▶ [ASSIGNED TASK] Please retype the records below exactly as they stand.

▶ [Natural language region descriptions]
:::

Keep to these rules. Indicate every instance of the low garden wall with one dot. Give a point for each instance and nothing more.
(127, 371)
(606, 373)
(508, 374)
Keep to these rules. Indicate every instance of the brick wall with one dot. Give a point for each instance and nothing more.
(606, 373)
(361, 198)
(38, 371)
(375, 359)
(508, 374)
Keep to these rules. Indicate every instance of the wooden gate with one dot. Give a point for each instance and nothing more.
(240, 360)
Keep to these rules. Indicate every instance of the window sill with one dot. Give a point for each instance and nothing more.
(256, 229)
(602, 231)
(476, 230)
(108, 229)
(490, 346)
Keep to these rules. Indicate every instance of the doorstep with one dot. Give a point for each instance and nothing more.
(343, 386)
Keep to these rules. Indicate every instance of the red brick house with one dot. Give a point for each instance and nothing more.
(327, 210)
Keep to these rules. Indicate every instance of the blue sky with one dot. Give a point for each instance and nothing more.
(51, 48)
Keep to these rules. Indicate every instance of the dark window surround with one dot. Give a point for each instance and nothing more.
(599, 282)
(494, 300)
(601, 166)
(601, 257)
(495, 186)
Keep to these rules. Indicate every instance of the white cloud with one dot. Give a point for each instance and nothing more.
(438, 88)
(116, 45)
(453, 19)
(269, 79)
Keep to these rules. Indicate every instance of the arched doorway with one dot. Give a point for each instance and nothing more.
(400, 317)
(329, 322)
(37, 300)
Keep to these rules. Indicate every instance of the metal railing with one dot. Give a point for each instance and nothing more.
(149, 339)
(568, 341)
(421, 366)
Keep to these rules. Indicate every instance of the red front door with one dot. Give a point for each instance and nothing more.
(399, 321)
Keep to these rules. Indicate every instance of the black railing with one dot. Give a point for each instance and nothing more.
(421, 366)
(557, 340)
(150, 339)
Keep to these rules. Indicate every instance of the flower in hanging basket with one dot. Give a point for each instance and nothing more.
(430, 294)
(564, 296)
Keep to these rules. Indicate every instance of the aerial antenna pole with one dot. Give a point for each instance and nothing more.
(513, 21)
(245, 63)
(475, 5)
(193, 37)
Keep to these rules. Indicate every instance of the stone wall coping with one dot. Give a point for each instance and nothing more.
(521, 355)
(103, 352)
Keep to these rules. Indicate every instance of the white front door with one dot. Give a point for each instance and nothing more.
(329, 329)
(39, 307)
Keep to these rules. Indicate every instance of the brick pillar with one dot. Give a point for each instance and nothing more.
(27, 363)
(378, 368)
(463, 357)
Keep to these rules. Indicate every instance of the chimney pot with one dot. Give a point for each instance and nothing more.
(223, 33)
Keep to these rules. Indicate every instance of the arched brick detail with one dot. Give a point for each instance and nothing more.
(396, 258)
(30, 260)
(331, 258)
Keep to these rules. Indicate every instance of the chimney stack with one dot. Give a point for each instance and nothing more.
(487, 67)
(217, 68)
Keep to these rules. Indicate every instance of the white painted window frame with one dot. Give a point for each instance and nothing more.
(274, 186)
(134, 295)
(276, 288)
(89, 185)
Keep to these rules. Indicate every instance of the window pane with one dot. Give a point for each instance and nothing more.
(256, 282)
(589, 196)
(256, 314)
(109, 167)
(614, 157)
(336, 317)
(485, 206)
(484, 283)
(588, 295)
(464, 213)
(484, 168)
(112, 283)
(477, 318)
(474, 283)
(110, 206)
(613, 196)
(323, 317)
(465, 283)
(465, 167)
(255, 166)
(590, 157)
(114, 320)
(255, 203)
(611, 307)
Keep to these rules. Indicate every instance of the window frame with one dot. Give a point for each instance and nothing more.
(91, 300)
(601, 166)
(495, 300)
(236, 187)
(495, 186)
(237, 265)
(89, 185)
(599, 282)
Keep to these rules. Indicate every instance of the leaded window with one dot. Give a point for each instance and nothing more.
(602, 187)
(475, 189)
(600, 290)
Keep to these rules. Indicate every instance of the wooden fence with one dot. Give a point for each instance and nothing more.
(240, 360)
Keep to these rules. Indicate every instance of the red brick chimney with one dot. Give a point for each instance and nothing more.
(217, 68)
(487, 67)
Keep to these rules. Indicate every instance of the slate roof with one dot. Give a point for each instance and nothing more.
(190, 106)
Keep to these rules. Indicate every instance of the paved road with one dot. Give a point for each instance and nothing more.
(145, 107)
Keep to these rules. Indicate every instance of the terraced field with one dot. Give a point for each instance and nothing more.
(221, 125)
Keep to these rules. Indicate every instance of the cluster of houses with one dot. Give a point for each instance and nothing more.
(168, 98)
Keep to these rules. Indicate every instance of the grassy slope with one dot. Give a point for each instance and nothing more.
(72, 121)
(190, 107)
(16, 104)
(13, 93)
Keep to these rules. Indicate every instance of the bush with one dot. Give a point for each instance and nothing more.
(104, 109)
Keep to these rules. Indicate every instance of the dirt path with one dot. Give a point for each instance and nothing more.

:::

▶ [RESPONSE BELOW]
Keep to these rules. Indicate every instance of the low garden wall with one dot. Give a point for each instance and nothing more.
(127, 371)
(606, 373)
(508, 374)
Keep to these rules. Indicate every instance of the brick wall with one dot. Give a point for each instance and nothing more.
(606, 373)
(361, 198)
(38, 371)
(375, 359)
(508, 374)
Keep to these rules. Indicate every instance of the wooden gate with one dot. Give a point for each instance and nothing more.
(240, 360)
Keep to these rules. Indicate every instance of the window sill with one dot. Give a point for each instance and nothing more.
(256, 229)
(602, 231)
(476, 230)
(108, 229)
(490, 346)
Keep to these rules. Indicate every instance of the doorstep with one dot. Give a point for each instance and nothing more.
(343, 386)
Keep to these rules. Indicate every instance of the red brick house with one dot. Give a point for each instance and nothing more.
(327, 210)
Keep to these rules. Indicate every instance of the blue sky with one dot. Give a point for each instance and nothing more.
(51, 48)
Keep to these rules. Indicate every instance of the dark window surround with one dot. Give a point for each instance and nothing more.
(599, 282)
(494, 300)
(601, 166)
(601, 257)
(495, 186)
Keep to these rules. Indicate every instance of the white cloud with one dot. Give a point for each instance and nothing more.
(438, 88)
(116, 45)
(453, 19)
(269, 79)
Keep to these rules. Indicate every instance of the arched doorway with one dot. Give a point for each instance and nothing more.
(400, 317)
(329, 322)
(37, 300)
Keep to these rules. Indicate every instance of the metal railing with one dot. Give a point for each instance and nothing more.
(149, 339)
(568, 341)
(421, 366)
Keep to these rules. Indicate every instance of the red front door with one dot. Give a point for each instance and nothing more.
(399, 321)
Keep to these rules. Indicate every instance of the black railing with one dot. Give a point for each instance and nothing more.
(421, 366)
(557, 340)
(150, 339)
Keep to these rules. Indicate every instance of the flower in hanging basket with one dot. Give a point for each instance and nothing more.
(430, 294)
(564, 296)
Keep to these rules. Indicate every instance of the aerial antenna pole with one dot. Give a point for each instance and nothing more.
(513, 21)
(245, 63)
(475, 5)
(193, 37)
Keep to these rules. Indicate every instance of the stone wall coping with one dot. Give a point for each instance and nothing more.
(521, 355)
(103, 352)
Keep to these rules. Indicate every instance of the white front door with one dot. Give a point for each instance and nothing more.
(329, 329)
(39, 307)
Keep to these rules. Indicate every instance of the brick pillar with one dot. Give a point for each instance and nothing more.
(27, 363)
(378, 368)
(463, 357)
Keep to these rules. Indicate every instance of the chimney pot with one dot. Give a point for each instance and nothing more.
(223, 33)
Keep to these rules. Indicate every instance of the arched brick detail with one dot. Give a point for each instance and nothing more.
(396, 258)
(30, 260)
(331, 258)
Keep to these rules. Indicate every instance of the chimney stack with one dot. Give a point for each instance and nothing more.
(487, 67)
(217, 68)
Keep to these rules. Indicate every instance of the white painted window frame with one dot. Give a point for each instance and nothing more.
(274, 186)
(134, 295)
(276, 288)
(89, 185)
Keep to these rules. Indicate every instance of the window pane with one dot. Give a point for each instance and nothing more.
(256, 282)
(589, 196)
(256, 314)
(109, 167)
(614, 157)
(336, 317)
(485, 206)
(484, 283)
(588, 295)
(464, 213)
(484, 168)
(112, 283)
(477, 318)
(474, 283)
(110, 206)
(613, 196)
(323, 317)
(465, 283)
(465, 167)
(255, 166)
(590, 157)
(114, 320)
(255, 203)
(611, 307)
Keep to these rules. Indicate every instance of the window frame with one dot. Give a point for each instance and nothing more.
(91, 300)
(601, 166)
(495, 300)
(236, 187)
(495, 186)
(237, 265)
(89, 185)
(599, 282)
Keep to these rules. Indicate every instance of the leaded window with one dot. Give a point for each instance and nothing more.
(602, 187)
(475, 189)
(600, 290)
Keep to these rules. Indicate every instance of the wooden fence with one dot. Give a point for each instance and nothing more.
(240, 360)
Keep to these rules. Indicate every instance of the red brick chimney with one dot. Give a point for each instance and nothing more.
(217, 68)
(487, 67)
Keep to these rules. Indicate every instance of the slate roof with one dot. Give a point for each instance and nothing more.
(190, 106)
Keep to these rules. Indicate every instance of the paved road with one dot. Give a point for each instance and nothing more.
(145, 107)
Keep to these rules. Indicate every instance of the terraced field with one dot. Give a point for each instance and nothing more.
(221, 125)
Keep to these rules. Indicate every instance of the cluster of houses with one dot. Give a point for each instance and nothing more.
(168, 98)
Keep to these rules. Indicate every instance of the grassy slope with one dot. Give a point for each instance and nothing more.
(72, 121)
(190, 107)
(16, 104)
(13, 93)
Keep to these rules. Indicate every instance of the bush with one dot. Give a point for each instance and nothing more.
(104, 109)
Keep to these rules. Indicate every instance of the dirt path with one dot. Give a point for each instance and nothing more.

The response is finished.